**Supplied entries**
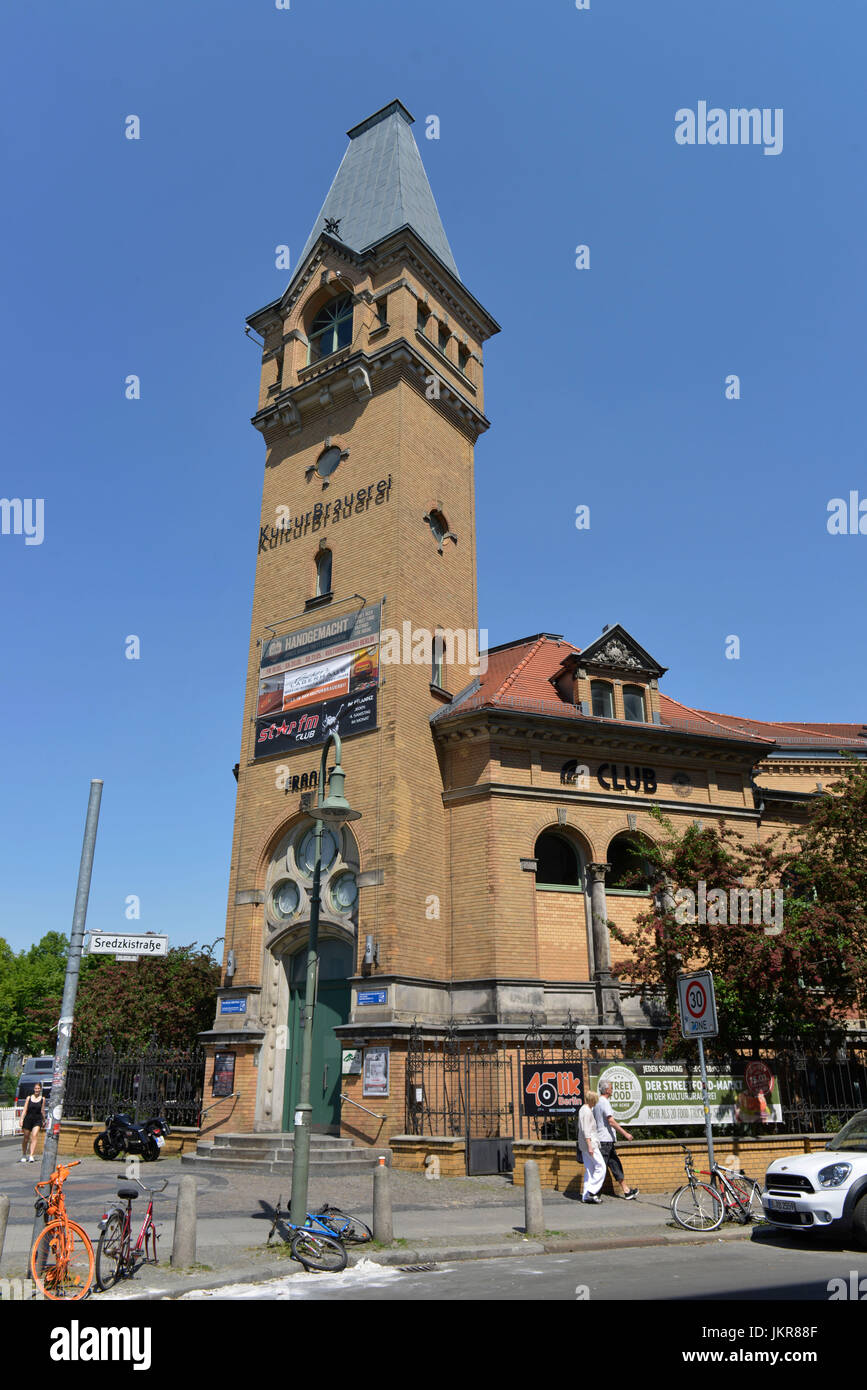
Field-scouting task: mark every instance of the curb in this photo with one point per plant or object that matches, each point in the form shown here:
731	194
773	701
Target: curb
424	1255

**Task**
In the material above, repeat each entry exactly and omit every picture.

**Output of the task**
Field-scouting task: mark every instance of the curb in this photo with one point per plant or object that matches, each point in the form shown here:
731	194
773	701
Target: curb
424	1255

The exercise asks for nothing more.